To be done: Please reproduce the commentary on the Minister's interview from "Some Takes on" up to and including "more curious assertions.)", substituting "Professor Martin" for "Prof Martin".

Source extract:
•••••

Some Takes on the Minister’s Takes on Risky CNI Business
By Ravi Nayyar
Last week, the wonderful Mr Patrick Gray (aka Mr Risky Business) interviewed the Commonwealth Minister for Home Affairs and Minister for Cyber Security, Clare O’Neil MP, and the founding CEO of the UK National Cyber Security Centre, Professor Ciaran Martin. It was a wide-ranging discussion, covering matters like CNI incident response, ransomware (including ransom payments), counter-cybercrime operations by the state, Australia’s forthcoming cyber security strategy and potential reforms to the Security of Critical Infrastructure Act 2018 (Cth) (‘SOCI Act’). All in all, Patrick asked some great questions and Prof Martin provided some great insights, as per usual.
Many of the Minister’s responses, however, made me furrow my brow. (Full credit to Patrick for pushing back on some of the Minister’s more curious assertions.)
Given the subject of my PhD research, I will predominantly review the Minister’s comments on the incident response powers of the Commonwealth under the SOCI Act pt 3A. These powers are those of the Minister to give Ministerial authorisations for the Secretary of the Commonwealth Department of Home Affairs (‘Secretary’) to give the: relevant entity for a CNI asset (‘relevant entity’ is defined by SOCI Act s 5) an information gathering or action direction (divisions 3 and 4 of part 3A, respectively); and Director-General of the Australian Signals Directorate (‘ASD’) an intervention request (division 5).

•••••

Extracted material:
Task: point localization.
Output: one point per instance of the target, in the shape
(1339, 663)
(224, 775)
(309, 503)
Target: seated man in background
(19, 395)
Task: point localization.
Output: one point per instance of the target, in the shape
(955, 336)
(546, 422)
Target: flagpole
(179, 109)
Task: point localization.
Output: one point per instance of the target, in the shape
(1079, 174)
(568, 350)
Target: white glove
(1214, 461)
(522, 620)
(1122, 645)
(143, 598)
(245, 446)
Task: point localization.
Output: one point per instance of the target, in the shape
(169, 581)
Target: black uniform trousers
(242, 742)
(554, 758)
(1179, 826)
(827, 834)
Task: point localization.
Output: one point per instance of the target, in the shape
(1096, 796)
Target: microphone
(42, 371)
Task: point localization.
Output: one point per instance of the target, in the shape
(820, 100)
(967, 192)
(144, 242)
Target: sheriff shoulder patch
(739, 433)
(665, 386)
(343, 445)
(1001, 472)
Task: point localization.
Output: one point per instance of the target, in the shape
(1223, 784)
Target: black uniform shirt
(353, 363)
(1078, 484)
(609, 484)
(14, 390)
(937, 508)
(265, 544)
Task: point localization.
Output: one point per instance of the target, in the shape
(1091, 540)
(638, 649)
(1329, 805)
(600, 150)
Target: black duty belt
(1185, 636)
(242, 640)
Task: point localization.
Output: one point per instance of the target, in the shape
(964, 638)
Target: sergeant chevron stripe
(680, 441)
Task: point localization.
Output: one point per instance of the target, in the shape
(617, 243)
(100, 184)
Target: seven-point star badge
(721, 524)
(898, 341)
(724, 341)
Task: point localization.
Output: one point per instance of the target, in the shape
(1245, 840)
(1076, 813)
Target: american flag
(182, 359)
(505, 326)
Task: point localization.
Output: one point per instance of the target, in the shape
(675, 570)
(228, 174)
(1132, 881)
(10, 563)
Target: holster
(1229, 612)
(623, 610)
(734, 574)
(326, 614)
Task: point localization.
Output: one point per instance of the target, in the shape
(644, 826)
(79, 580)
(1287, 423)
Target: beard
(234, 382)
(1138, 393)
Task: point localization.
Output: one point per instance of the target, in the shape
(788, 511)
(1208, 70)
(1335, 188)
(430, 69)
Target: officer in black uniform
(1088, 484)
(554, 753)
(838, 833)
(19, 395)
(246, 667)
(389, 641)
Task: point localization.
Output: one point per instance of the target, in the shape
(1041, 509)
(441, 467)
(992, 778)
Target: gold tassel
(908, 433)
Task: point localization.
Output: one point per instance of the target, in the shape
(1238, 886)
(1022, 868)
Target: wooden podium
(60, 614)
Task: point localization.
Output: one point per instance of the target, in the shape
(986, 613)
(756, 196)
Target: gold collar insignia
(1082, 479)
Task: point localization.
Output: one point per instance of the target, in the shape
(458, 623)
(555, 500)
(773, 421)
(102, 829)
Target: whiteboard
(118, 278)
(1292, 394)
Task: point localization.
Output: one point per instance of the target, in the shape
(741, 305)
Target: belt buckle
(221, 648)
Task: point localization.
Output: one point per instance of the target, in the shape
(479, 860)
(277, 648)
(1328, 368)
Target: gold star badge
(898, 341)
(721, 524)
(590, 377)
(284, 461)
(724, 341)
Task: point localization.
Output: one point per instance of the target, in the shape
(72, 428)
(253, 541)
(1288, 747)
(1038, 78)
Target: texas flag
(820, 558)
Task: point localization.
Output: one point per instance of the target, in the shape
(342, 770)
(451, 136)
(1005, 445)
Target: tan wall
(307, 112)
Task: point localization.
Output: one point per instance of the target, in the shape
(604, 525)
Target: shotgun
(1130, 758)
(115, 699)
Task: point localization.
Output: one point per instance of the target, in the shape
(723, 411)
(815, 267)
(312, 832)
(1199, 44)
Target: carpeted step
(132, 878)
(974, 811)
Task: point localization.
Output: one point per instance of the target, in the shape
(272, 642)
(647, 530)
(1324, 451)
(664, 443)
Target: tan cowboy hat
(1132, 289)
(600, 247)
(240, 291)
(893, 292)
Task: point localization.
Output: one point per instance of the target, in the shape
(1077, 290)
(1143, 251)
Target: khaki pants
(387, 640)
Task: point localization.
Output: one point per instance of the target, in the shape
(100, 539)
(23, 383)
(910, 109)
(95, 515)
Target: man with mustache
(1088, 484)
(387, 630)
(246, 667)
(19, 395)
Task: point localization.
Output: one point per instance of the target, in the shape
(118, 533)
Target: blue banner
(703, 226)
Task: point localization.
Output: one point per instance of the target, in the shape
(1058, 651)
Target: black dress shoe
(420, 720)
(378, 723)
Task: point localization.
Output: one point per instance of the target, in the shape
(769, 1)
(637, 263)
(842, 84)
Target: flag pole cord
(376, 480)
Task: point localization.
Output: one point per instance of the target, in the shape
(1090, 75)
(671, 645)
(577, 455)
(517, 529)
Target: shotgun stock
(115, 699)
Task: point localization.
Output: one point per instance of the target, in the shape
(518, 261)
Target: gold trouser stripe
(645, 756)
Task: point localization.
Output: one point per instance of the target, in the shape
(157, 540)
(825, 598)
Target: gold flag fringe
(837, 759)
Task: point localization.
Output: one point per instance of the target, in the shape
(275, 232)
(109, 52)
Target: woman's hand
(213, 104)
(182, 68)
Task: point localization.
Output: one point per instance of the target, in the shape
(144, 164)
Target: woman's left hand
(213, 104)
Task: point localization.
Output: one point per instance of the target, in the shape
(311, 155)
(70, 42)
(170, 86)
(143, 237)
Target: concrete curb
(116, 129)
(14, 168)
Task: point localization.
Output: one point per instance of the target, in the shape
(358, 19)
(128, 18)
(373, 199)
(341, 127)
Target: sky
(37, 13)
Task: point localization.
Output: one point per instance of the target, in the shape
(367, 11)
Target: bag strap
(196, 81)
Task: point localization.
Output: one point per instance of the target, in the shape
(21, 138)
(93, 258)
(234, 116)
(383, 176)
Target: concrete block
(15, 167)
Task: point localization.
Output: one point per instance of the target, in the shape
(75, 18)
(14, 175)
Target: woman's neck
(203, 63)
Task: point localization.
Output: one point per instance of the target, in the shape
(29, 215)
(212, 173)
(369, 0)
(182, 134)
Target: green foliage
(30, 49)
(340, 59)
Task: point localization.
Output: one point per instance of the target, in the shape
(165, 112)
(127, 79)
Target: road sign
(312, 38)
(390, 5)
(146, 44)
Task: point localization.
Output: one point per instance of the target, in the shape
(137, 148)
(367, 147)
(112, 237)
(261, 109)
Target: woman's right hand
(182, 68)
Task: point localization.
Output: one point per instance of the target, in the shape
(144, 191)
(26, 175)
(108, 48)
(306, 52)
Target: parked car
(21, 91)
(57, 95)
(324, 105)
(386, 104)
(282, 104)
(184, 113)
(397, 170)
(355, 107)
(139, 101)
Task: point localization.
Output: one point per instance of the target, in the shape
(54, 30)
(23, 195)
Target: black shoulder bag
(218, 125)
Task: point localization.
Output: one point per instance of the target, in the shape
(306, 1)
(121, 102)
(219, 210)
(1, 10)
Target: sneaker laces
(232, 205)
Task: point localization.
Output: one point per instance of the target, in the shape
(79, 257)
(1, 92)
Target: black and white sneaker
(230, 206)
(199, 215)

•••••

Exercise output:
Some Takes on the Minister’s Takes on Risky CNI Business
By Ravi Nayyar
Last week, the wonderful Mr Patrick Gray (aka Mr Risky Business) interviewed the Commonwealth Minister for Home Affairs and Minister for Cyber Security, Clare O’Neil MP, and the founding CEO of the UK National Cyber Security Centre, Professor Ciaran Martin. It was a wide-ranging discussion, covering matters like CNI incident response, ransomware (including ransom payments), counter-cybercrime operations by the state, Australia’s forthcoming cyber security strategy and potential reforms to the Security of Critical Infrastructure Act 2018 (Cth) (‘SOCI Act’). All in all, Patrick asked some great questions and Professor Martin provided some great insights, as per usual.
Many of the Minister’s responses, however, made me furrow my brow. (Full credit to Patrick for pushing back on some of the Minister’s more curious assertions.)